(Position identification items)
────────

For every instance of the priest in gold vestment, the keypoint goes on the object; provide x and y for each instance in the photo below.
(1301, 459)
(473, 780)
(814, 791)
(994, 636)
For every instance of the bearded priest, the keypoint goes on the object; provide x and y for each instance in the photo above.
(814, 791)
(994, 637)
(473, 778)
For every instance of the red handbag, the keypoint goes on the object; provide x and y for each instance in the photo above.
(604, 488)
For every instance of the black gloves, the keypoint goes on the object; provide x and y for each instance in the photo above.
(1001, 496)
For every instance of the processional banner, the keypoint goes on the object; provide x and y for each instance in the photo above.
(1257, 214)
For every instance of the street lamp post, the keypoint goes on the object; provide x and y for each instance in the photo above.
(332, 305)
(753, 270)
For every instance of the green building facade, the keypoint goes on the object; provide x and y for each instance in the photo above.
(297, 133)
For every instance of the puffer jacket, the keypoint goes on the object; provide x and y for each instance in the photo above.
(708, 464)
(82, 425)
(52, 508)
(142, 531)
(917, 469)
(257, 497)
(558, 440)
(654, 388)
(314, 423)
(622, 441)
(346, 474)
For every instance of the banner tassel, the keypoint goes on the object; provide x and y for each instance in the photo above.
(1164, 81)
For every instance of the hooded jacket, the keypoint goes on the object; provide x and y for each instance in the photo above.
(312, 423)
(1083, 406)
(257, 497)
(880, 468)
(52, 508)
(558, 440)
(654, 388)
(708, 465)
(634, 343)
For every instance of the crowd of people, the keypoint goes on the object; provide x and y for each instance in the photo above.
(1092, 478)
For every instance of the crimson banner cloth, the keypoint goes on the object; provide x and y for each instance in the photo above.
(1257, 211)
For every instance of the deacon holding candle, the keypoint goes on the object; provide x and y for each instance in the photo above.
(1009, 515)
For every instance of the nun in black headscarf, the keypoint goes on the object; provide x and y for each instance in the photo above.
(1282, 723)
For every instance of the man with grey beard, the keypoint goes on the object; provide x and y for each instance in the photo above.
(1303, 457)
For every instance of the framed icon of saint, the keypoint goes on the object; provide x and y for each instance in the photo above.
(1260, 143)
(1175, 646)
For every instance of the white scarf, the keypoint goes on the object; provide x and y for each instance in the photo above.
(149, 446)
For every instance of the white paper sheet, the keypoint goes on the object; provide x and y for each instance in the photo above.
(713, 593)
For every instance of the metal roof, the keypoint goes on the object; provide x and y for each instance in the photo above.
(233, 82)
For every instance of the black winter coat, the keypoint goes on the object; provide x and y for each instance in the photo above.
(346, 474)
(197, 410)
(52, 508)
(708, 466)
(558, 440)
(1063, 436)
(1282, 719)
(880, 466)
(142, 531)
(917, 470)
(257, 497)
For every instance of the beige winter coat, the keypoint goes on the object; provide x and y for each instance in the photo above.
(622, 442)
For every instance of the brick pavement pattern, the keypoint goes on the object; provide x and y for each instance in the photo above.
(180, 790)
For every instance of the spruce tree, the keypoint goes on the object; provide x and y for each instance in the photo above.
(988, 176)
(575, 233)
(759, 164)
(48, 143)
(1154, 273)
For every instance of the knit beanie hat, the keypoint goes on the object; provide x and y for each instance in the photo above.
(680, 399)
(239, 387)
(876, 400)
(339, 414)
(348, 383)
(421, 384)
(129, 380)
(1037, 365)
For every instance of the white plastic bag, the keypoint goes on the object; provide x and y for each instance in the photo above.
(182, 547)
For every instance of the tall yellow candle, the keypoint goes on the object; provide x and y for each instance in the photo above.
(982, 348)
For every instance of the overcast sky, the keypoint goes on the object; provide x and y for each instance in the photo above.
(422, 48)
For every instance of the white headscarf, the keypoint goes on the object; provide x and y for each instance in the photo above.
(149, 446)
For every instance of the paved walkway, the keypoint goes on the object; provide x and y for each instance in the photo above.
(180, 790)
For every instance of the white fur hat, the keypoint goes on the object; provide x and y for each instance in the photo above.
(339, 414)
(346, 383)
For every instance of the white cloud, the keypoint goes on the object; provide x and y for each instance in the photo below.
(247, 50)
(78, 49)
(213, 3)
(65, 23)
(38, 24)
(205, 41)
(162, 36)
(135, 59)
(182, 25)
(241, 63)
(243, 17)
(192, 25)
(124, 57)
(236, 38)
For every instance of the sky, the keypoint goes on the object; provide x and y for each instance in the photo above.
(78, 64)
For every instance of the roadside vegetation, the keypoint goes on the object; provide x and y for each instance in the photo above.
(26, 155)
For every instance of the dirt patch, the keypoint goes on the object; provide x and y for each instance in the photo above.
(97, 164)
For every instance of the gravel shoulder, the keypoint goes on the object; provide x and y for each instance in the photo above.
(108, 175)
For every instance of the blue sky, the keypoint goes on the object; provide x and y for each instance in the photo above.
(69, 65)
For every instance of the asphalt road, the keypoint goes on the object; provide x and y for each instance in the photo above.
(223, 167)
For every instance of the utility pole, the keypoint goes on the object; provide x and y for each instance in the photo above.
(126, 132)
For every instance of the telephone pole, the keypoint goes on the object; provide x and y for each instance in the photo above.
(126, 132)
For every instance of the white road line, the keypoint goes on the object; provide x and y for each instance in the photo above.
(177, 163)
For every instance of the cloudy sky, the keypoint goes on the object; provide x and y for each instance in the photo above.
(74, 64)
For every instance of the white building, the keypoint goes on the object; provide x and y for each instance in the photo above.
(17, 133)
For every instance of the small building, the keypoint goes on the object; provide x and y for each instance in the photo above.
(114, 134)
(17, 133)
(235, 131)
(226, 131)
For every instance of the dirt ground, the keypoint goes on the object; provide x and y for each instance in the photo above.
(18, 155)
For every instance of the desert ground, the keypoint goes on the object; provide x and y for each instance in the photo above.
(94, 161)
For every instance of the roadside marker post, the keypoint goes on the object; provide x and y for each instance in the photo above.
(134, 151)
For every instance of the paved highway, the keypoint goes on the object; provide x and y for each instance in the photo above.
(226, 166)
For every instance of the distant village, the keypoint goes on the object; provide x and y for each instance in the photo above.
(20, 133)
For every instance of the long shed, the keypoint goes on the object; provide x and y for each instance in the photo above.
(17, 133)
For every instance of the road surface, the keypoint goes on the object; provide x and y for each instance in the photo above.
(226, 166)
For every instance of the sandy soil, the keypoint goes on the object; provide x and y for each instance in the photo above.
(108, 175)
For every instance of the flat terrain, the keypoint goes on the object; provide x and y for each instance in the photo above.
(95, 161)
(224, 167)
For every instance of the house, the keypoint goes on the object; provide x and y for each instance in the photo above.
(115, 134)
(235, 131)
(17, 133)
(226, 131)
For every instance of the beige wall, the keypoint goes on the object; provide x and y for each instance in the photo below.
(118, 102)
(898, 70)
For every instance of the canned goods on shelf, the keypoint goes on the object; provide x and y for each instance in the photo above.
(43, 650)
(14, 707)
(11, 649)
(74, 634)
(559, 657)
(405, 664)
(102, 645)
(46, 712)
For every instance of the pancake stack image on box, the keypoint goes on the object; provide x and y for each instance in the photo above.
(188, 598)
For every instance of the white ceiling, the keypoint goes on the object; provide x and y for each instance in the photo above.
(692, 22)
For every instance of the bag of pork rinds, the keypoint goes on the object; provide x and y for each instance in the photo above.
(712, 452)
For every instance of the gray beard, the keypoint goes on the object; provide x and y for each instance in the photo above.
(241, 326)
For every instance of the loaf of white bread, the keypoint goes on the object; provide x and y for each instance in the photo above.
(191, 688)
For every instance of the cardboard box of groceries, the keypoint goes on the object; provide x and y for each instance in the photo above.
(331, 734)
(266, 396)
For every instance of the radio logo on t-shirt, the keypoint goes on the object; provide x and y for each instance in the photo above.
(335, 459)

────────

Copy everything from the start of the items down through the line containing "(1001, 496)", but change "red handbag" to "brown handbag" and leave all else as it is.

Worked answer |
For every instance of the priest in gold vestment, the keypoint goes on the object; provide x and y for each instance in the photo below.
(1301, 459)
(473, 780)
(814, 791)
(994, 636)
For every instance of the bearded priest, the keypoint goes on the object; provide x and y for each instance in the photo above.
(814, 791)
(994, 637)
(473, 778)
For every instance of the brown handbag, the keypoint goes on the object; provide x and y for each instance in the photo above.
(604, 488)
For every instance of the black gloves, the keypoint goes on the object; provide x and y for each instance in the photo above.
(1001, 496)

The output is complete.